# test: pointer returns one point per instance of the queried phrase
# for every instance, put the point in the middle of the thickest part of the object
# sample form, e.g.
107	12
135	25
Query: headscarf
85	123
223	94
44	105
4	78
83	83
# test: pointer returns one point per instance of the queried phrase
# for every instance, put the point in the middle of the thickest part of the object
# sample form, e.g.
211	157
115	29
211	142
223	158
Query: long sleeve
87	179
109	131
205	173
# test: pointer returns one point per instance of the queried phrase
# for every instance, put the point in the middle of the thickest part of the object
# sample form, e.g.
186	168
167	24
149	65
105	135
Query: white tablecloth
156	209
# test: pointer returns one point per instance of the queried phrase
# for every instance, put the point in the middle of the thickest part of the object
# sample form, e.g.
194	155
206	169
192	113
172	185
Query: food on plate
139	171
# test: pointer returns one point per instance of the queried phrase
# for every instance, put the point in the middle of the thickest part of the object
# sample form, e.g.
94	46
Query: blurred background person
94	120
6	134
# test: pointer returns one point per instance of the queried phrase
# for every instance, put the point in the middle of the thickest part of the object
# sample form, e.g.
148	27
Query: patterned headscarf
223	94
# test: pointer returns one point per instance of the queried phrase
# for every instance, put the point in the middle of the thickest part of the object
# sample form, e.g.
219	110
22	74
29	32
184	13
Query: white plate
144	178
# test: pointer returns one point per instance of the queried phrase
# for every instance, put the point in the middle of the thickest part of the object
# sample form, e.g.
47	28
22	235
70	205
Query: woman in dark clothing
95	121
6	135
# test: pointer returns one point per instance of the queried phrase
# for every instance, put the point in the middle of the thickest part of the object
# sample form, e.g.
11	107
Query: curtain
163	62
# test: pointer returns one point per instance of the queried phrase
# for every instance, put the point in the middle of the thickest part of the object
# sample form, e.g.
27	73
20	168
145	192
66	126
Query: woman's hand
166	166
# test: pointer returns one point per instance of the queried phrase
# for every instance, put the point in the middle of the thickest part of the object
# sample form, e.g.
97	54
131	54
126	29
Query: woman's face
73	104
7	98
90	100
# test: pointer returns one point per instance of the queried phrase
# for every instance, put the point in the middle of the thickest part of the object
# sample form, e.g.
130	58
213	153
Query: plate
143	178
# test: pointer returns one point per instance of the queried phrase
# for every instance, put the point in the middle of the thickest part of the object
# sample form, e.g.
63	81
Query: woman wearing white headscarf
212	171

------------------------------------------------------------

PROBLEM STATEMENT –
Using the listing above, retype each line exactly.

FINISHED ANSWER –
# test: pointer returns one point per instance of the queried phrase
# for every instance, put the point in the middle of the thickest part of the object
# sample form, e.g.
107	12
135	25
Query: headscarf
85	123
223	94
44	105
4	78
83	83
# test: pointer returns one point per instance of the queried phrase
# for every instance, put the point in the middle of the thickest part of the object
# sample form, e.g.
211	157
115	29
211	142
223	158
Query: long sleeve
87	179
109	131
205	173
# test: pointer returns one point per instance of the queried phrase
# for every instance, put the point in the middle of the thickest part of the object
# sample form, e.g.
186	168
167	24
149	65
105	135
Query: white tablecloth
156	209
# test: pointer returns one point per instance of the queried phrase
# for every instance, put the point in the middle of the thickest part of the object
# sample form, e.g.
194	155
206	169
192	113
172	185
Query: food on plate
139	171
# test: pointer returns one point per instance of the queried phrase
# for every instance, put the point in the middle of the thickest part of the object
# sample form, e.g.
94	46
Query: blurred background person
94	120
6	134
# test: pointer returns one point per instance of the queried phrase
# for every instance, put the point in the middle of the thickest part of the object
# sample form, e.g.
148	27
Query: patterned headscarf
223	94
# test: pointer returns one point per instance of the queried phrase
# for every instance, put the point in the middle of the thickest part of the object
# sample form, e.g.
219	110
22	74
29	32
184	13
Query: white plate
144	178
# test: pointer returns one point per instance of the queried phrase
# for every instance, put the point in the middle of the thickest part of the object
# sample form, e.g.
47	28
22	235
70	205
Query: woman in dark clothing
95	121
6	135
# test: pointer returns one point per instance of the queried phrase
# for every instance, put the point in the middle of the thickest part of the object
# sample form, e.g.
11	107
Query: curtain
163	62
# test: pointer returns one point per instance of the queried phrase
# for every instance, put the point in the middle of the thickest part of the object
# sample form, e.g.
27	73
20	168
145	192
66	126
Query: woman's hand
166	166
# test: pointer returns one point per instance of the queried phrase
# for every instance, put the point in the middle of the thickest part of the object
# sample form, e.g.
97	54
131	54
126	29
Query: woman's face
73	104
7	98
90	100
# test: pointer returns one point per instance of the queried phrase
# for every instance, put the point in the middle of the thickest part of the object
# sample form, e.g.
130	58
213	153
Query: plate
143	178
# test: pointer returns one point per instance of the queried phrase
# for every instance, put the point in the middle of the thickest part of the object
# sample form, e.g.
63	81
Query: woman wearing white headscarf
212	171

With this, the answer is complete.